=== DATA LISTING ===
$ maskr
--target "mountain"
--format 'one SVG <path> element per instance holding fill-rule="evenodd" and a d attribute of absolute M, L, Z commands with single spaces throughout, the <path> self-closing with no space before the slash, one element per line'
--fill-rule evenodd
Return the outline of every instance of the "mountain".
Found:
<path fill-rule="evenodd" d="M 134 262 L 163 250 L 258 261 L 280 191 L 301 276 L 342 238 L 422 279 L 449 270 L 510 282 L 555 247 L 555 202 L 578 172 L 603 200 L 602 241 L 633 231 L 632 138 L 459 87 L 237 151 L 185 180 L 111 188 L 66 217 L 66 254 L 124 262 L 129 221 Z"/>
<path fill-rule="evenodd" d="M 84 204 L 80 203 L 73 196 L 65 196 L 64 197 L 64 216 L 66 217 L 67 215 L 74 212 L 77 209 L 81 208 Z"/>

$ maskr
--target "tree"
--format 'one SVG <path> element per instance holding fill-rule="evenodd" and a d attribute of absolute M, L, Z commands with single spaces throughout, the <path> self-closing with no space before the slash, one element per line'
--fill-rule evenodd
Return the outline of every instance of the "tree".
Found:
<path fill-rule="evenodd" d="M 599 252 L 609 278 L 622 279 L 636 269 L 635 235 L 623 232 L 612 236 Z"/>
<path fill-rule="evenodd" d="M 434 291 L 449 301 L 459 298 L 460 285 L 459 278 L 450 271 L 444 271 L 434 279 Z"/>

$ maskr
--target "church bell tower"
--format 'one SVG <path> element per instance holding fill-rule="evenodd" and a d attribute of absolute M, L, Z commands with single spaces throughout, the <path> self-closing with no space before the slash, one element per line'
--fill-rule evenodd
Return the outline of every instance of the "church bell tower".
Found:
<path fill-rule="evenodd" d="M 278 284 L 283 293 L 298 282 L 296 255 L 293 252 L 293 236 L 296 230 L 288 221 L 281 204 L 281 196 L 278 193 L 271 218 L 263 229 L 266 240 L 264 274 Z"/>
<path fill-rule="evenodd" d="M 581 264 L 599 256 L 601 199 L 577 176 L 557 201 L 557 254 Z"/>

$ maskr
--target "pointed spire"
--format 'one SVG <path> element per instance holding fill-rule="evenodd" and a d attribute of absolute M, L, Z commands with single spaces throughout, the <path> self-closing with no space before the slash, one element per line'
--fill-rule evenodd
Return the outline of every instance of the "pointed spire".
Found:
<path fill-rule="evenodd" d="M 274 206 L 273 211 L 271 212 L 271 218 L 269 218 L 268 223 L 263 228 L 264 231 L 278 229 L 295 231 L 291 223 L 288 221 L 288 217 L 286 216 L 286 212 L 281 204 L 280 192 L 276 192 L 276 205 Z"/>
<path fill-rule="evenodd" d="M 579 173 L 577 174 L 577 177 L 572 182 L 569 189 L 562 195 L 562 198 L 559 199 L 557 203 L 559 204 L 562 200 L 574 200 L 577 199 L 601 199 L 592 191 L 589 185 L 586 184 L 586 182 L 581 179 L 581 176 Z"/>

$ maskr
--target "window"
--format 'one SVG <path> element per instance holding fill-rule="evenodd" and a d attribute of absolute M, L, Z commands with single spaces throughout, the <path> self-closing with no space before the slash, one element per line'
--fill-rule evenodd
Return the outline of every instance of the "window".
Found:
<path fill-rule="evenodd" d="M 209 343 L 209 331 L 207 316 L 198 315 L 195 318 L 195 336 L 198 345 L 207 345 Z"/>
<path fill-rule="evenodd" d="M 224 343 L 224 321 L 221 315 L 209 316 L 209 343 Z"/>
===
=== DATA LISTING ===
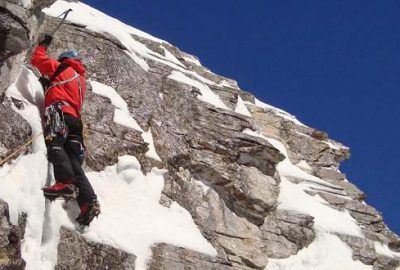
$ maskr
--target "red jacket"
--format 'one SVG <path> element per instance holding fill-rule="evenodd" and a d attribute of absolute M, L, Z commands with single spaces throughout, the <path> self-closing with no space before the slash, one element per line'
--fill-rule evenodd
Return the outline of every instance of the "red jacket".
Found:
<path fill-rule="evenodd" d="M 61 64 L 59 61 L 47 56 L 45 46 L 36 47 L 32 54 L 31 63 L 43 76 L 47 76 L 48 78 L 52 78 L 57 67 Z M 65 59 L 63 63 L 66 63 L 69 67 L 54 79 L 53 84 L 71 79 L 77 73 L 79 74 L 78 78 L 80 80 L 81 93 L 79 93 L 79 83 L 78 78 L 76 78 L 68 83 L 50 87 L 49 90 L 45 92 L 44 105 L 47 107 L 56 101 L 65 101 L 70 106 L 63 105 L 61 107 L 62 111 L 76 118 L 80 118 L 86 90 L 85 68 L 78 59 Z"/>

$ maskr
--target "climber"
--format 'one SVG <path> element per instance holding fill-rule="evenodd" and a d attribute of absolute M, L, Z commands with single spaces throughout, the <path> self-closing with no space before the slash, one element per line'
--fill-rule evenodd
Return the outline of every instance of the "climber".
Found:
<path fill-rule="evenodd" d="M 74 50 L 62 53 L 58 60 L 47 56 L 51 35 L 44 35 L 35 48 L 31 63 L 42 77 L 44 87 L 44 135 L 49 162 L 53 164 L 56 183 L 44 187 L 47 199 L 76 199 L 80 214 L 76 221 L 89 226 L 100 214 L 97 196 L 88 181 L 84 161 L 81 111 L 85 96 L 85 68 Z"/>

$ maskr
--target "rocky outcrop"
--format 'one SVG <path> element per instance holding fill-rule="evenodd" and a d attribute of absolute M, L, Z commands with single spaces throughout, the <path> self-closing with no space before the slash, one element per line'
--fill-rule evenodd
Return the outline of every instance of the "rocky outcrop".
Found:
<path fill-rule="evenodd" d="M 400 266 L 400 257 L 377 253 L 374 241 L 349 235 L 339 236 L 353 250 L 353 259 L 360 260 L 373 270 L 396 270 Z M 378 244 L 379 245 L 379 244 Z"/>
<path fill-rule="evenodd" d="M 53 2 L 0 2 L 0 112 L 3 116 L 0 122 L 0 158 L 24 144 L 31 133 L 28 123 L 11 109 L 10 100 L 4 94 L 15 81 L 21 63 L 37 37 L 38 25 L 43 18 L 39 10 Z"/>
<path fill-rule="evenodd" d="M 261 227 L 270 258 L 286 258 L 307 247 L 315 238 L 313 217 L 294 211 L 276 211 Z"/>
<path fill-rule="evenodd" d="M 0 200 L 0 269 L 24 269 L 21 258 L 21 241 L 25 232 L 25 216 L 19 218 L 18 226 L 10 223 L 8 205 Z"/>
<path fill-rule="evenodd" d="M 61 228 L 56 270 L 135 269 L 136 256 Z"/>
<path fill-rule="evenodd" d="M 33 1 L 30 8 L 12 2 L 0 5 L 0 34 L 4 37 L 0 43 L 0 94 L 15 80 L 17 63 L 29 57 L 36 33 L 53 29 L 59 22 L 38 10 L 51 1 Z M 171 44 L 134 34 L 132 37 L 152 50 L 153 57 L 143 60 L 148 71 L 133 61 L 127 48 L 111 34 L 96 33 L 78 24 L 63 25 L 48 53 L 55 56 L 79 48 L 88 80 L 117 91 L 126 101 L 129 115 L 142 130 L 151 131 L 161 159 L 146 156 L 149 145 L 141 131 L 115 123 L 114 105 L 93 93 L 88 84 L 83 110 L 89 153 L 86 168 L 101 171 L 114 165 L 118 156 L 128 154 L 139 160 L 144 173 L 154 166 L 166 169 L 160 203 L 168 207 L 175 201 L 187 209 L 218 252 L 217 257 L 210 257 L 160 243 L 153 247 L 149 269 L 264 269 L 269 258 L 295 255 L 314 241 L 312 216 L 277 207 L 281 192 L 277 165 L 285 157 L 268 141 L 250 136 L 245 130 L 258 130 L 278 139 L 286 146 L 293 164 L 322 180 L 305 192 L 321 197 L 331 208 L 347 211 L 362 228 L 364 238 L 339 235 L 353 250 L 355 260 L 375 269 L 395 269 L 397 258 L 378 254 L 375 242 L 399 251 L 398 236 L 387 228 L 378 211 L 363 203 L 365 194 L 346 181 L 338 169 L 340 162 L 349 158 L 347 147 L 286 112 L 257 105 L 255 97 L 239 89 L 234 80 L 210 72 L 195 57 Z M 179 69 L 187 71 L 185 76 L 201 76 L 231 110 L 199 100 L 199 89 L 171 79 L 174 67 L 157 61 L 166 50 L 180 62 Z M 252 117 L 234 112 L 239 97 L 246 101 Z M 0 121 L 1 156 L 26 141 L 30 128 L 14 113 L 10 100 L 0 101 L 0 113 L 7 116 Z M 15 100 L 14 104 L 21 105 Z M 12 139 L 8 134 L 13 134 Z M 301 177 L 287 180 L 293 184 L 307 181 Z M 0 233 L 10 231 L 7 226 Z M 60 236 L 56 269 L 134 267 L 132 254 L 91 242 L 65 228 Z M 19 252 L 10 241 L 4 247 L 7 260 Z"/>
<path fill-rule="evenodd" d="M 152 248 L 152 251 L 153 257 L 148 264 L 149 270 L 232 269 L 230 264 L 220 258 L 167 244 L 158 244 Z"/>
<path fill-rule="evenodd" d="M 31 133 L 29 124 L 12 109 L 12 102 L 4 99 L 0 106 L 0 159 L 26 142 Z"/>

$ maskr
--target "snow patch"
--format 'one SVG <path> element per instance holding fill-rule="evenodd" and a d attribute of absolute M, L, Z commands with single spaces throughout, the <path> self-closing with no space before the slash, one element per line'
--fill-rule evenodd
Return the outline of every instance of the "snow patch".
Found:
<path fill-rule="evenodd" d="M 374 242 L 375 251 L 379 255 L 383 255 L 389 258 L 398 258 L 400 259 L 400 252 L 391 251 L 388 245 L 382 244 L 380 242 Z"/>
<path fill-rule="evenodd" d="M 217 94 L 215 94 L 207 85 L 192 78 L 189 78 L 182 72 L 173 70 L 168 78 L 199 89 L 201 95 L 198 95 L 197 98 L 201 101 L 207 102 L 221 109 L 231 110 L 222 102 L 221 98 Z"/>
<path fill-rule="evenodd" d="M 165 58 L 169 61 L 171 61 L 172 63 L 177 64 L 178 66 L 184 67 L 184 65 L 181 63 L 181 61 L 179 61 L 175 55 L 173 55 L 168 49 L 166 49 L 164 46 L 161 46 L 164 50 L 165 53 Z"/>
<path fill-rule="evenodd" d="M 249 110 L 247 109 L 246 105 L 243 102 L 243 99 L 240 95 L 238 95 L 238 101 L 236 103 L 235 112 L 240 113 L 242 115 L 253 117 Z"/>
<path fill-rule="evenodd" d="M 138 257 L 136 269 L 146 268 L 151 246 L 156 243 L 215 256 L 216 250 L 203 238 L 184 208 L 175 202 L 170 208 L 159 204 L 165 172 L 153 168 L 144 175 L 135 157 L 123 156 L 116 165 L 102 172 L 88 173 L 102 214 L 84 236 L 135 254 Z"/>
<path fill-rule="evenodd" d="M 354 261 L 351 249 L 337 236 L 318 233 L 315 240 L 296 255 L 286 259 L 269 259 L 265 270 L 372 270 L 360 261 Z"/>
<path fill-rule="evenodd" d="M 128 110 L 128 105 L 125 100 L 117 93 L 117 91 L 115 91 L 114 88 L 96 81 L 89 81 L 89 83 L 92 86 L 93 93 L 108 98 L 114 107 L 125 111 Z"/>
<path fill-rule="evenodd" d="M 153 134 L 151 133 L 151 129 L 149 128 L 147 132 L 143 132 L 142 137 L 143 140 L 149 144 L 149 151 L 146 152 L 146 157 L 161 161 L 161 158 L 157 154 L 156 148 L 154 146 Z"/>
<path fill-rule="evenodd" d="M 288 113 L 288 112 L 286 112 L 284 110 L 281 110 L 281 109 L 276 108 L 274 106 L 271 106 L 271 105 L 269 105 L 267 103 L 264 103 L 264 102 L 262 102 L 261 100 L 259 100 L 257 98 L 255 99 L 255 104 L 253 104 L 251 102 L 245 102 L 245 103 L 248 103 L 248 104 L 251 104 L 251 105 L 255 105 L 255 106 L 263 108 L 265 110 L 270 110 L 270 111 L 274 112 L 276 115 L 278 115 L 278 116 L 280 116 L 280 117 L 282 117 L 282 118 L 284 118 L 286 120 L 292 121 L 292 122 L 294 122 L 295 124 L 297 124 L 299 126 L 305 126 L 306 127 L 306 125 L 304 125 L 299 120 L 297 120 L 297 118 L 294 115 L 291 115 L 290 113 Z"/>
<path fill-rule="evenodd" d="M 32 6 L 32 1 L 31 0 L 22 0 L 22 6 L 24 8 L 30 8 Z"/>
===
=== DATA LISTING ===
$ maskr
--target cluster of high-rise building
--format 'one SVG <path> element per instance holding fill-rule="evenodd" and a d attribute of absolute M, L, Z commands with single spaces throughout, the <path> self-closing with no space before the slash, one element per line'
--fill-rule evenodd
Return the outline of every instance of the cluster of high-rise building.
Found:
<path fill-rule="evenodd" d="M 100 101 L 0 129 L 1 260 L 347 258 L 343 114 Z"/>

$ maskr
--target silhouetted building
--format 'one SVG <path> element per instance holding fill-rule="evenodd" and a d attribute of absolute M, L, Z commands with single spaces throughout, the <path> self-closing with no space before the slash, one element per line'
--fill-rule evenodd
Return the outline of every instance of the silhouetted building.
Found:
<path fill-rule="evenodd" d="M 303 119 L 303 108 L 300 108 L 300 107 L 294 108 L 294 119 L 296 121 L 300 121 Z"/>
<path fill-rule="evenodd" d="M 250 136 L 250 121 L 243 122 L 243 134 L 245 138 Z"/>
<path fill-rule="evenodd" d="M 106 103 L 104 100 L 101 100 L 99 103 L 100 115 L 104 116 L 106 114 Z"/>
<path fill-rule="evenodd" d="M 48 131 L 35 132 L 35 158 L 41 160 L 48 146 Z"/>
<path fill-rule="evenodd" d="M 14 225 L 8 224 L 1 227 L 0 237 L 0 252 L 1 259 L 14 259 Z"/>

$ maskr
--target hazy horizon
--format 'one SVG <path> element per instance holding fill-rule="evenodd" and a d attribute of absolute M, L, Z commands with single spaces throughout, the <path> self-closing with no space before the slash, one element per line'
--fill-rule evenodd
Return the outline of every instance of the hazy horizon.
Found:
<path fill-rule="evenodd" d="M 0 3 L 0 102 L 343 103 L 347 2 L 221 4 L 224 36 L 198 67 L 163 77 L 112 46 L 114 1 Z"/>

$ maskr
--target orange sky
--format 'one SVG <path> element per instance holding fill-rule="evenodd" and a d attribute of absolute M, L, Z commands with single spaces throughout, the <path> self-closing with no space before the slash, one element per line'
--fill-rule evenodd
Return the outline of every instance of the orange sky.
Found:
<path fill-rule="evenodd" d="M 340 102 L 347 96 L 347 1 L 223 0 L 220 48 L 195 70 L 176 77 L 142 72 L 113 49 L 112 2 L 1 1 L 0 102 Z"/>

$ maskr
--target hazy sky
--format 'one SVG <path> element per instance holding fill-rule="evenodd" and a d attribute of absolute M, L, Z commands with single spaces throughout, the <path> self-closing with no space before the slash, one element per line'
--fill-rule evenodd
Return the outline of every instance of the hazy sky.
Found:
===
* [DIRECTIVE]: Count the lines above that contain the word "climber". Reply with only that number.

* [FINAL RESULT]: 2